=== Task input ===

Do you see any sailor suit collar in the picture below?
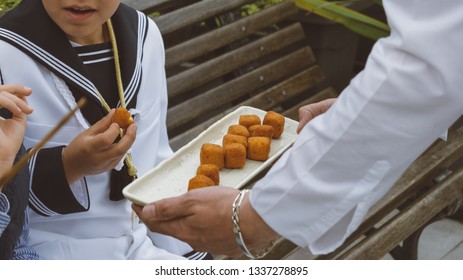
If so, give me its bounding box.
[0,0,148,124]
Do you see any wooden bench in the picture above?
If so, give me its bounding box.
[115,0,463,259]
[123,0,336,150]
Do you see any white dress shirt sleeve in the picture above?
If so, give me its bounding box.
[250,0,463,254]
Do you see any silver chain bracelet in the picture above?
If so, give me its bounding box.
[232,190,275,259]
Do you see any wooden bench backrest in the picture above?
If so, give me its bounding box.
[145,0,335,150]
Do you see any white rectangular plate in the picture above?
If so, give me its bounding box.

===
=== Task input ===

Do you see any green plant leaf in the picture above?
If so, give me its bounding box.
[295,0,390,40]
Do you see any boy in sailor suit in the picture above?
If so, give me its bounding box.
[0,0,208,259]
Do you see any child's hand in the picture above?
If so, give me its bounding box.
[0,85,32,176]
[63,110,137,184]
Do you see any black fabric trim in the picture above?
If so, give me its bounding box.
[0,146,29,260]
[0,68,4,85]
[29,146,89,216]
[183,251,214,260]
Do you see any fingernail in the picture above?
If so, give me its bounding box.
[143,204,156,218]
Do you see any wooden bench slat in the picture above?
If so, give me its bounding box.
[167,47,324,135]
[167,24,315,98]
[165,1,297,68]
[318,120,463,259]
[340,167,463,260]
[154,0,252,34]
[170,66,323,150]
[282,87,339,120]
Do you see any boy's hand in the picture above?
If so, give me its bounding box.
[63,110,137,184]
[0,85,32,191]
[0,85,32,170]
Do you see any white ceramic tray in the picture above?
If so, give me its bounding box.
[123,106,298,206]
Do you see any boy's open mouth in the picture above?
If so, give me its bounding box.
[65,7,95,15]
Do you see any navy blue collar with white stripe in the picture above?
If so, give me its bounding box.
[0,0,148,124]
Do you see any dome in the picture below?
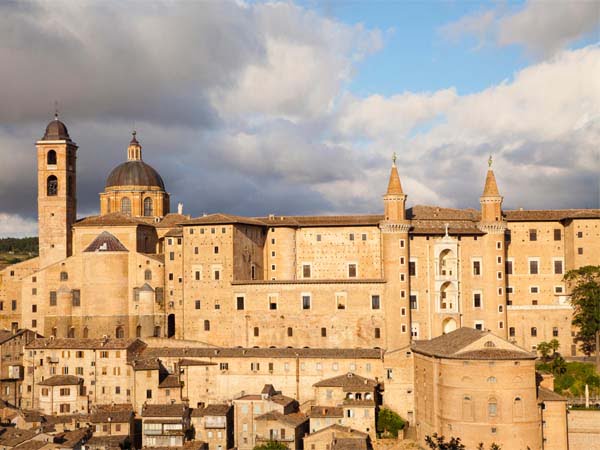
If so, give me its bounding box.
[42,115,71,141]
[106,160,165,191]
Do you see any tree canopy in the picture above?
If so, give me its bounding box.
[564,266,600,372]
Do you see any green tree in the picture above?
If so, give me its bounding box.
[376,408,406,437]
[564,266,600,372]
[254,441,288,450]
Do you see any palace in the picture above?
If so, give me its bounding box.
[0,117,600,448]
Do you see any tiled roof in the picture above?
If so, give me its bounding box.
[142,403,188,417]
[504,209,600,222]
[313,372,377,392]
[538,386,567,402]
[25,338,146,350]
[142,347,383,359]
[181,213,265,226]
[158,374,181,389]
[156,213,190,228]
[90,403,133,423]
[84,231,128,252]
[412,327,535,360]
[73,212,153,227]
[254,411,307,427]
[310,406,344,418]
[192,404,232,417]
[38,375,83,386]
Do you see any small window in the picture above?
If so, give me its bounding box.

===

Convert the records into a JSON list of strings, starting at the line that contains "Do you see any sailor" and ending at the line that contains "[123,0,336,150]". Use one string per line, skip blank lines, and leave out the picture.

Task answer ->
[
  "Do you see any sailor suit collar in the picture below?",
  "If so, give me its bounding box.",
  "[0,0,148,124]",
  "Do you see any wooden bench in the picture above?",
  "If so, give me its bounding box.",
  "[115,0,463,259]",
  "[123,0,336,150]"
]